Start of Block

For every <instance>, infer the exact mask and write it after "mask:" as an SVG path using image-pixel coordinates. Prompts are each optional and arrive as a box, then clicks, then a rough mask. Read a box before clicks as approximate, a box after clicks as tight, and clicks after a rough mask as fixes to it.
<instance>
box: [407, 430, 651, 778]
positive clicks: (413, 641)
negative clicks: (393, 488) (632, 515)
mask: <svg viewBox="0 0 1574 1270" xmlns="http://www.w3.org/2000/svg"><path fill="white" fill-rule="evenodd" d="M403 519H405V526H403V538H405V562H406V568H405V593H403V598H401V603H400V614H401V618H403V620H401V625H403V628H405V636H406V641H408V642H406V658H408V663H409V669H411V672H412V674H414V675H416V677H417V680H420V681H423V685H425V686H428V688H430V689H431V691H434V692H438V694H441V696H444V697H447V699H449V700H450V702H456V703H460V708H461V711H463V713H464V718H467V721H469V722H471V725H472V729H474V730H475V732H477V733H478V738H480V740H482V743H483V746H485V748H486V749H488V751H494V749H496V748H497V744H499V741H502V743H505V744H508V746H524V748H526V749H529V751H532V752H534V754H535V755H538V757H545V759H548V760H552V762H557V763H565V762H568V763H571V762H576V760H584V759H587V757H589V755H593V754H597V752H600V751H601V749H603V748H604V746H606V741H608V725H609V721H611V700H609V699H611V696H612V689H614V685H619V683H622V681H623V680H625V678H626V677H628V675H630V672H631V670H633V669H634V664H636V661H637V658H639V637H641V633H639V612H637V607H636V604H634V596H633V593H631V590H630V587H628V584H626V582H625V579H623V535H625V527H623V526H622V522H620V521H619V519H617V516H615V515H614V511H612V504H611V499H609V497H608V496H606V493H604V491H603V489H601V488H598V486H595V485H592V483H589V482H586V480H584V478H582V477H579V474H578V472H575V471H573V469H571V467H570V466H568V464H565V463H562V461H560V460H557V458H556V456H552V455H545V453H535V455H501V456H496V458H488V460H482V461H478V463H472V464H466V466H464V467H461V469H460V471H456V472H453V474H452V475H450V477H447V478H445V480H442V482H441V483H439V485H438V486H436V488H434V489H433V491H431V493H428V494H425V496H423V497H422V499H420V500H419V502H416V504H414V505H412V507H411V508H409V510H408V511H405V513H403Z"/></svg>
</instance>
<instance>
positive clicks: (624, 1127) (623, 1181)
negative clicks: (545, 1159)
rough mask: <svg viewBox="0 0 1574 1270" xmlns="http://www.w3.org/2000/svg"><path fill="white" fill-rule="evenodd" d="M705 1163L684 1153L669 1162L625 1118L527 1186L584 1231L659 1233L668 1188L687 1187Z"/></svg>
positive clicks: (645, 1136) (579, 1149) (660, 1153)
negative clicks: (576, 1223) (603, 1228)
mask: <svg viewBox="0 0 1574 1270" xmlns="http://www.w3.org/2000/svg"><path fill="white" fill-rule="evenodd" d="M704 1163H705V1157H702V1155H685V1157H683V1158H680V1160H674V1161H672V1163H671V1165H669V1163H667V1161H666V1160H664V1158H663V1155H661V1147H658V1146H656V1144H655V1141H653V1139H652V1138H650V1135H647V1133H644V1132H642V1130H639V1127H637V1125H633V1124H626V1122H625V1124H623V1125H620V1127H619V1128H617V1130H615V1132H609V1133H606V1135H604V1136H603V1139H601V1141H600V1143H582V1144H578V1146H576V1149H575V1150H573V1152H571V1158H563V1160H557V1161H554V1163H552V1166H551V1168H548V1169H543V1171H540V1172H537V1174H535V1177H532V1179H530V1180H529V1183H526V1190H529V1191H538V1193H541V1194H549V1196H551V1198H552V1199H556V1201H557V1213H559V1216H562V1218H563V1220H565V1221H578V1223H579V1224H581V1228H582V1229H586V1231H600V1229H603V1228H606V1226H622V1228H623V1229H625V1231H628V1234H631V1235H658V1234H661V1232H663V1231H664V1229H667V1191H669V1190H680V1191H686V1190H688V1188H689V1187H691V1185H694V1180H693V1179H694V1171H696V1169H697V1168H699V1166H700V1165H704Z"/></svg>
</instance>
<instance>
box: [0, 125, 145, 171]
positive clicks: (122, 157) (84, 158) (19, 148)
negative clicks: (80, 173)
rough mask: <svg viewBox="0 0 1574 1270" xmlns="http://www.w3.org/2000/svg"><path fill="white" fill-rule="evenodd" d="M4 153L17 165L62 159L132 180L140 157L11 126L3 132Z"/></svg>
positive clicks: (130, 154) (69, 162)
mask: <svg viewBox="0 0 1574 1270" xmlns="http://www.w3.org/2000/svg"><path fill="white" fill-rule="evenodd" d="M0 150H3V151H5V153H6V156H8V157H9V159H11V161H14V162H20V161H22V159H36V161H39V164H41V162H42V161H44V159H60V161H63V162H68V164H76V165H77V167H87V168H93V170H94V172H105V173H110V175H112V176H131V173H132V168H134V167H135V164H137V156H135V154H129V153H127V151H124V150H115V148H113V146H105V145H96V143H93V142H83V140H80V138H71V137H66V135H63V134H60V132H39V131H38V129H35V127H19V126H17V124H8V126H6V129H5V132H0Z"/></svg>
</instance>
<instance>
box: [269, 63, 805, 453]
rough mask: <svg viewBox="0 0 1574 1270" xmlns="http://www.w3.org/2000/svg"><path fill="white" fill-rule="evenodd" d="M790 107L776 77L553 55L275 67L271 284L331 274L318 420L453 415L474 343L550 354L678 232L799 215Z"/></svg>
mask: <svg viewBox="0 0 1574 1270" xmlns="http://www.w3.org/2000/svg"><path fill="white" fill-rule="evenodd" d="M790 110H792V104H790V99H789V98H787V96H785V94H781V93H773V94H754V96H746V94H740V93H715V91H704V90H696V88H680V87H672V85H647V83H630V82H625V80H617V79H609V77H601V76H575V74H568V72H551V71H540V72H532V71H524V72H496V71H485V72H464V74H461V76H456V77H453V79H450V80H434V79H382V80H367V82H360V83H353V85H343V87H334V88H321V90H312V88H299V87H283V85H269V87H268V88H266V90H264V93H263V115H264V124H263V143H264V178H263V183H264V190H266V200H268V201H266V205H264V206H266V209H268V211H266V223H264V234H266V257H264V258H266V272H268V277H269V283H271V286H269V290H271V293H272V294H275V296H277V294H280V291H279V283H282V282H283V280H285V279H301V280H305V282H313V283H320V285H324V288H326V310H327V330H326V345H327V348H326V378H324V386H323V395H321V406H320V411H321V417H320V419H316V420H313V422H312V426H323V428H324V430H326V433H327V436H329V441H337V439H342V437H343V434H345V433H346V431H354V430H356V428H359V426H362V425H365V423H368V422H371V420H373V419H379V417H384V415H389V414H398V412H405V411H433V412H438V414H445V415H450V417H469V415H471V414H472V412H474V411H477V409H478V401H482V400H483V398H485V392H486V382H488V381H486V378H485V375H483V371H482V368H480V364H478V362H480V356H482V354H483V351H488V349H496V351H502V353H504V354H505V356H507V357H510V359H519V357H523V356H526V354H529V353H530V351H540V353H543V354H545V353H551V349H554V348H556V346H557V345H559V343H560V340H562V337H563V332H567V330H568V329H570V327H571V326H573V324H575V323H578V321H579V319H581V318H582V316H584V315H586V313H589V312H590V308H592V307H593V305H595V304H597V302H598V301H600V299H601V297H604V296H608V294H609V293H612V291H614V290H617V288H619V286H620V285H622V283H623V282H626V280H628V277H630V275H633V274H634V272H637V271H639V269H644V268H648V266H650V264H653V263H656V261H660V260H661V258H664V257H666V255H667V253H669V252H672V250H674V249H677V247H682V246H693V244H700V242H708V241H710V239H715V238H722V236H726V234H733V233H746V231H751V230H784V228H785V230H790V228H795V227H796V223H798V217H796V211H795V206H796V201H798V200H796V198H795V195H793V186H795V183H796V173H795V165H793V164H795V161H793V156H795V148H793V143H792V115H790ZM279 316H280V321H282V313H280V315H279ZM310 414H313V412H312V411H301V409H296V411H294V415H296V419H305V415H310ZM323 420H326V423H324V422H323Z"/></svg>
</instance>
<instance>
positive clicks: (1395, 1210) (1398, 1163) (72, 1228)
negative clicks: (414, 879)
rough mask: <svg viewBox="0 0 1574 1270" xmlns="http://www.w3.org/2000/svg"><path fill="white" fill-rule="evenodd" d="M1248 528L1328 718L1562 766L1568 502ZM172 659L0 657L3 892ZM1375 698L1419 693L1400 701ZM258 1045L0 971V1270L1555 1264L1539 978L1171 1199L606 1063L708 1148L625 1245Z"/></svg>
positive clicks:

End of Block

● **Task item**: Copy out the range of lines above starting at the line with "positive clicks: (645, 1136)" and ending at the line with "box: [269, 63, 805, 453]", exactly and including both.

● **Task response**:
positive clicks: (645, 1136) (579, 1149) (660, 1153)
negative clicks: (576, 1223) (603, 1228)
mask: <svg viewBox="0 0 1574 1270" xmlns="http://www.w3.org/2000/svg"><path fill="white" fill-rule="evenodd" d="M704 1163H705V1157H702V1155H685V1157H683V1158H680V1160H674V1161H672V1163H671V1165H669V1163H667V1161H666V1160H664V1158H663V1155H661V1147H658V1146H656V1144H655V1141H653V1139H652V1138H650V1135H647V1133H644V1132H642V1130H639V1127H637V1125H633V1124H626V1122H625V1124H623V1125H620V1127H619V1128H617V1130H615V1132H609V1133H606V1135H604V1136H603V1139H601V1141H600V1143H582V1144H578V1146H576V1149H575V1150H573V1152H571V1158H563V1160H557V1161H554V1163H552V1166H551V1168H548V1169H543V1171H540V1172H537V1174H535V1177H532V1179H530V1180H529V1183H526V1190H529V1191H538V1193H541V1194H549V1196H551V1198H552V1199H556V1201H557V1213H559V1216H562V1218H563V1220H565V1221H578V1223H579V1224H581V1228H582V1229H586V1231H600V1229H603V1228H606V1226H622V1228H623V1229H625V1231H628V1234H631V1235H658V1234H661V1232H663V1231H664V1229H667V1191H669V1190H680V1191H686V1190H688V1188H689V1187H691V1185H694V1180H693V1179H694V1171H696V1169H697V1168H699V1166H700V1165H704Z"/></svg>
</instance>
<instance>
box: [0, 125, 145, 171]
positive clicks: (122, 157) (84, 158) (19, 148)
negative clicks: (80, 173)
rough mask: <svg viewBox="0 0 1574 1270" xmlns="http://www.w3.org/2000/svg"><path fill="white" fill-rule="evenodd" d="M4 153L17 165L62 159L132 180L140 157L11 126L3 132Z"/></svg>
positive clicks: (130, 154) (69, 162)
mask: <svg viewBox="0 0 1574 1270" xmlns="http://www.w3.org/2000/svg"><path fill="white" fill-rule="evenodd" d="M0 150H3V151H5V153H6V156H8V157H9V159H11V161H14V162H20V161H22V159H36V161H39V164H41V162H42V161H44V159H60V161H63V162H68V164H76V165H77V167H87V168H93V170H94V172H105V173H110V175H112V176H131V173H132V168H134V167H135V164H137V156H135V154H129V153H127V151H124V150H115V148H113V146H105V145H96V143H93V142H83V140H80V138H71V137H66V135H63V134H60V132H39V131H38V129H35V127H19V126H17V124H8V126H6V129H5V132H0Z"/></svg>
</instance>
<instance>
box: [269, 63, 805, 453]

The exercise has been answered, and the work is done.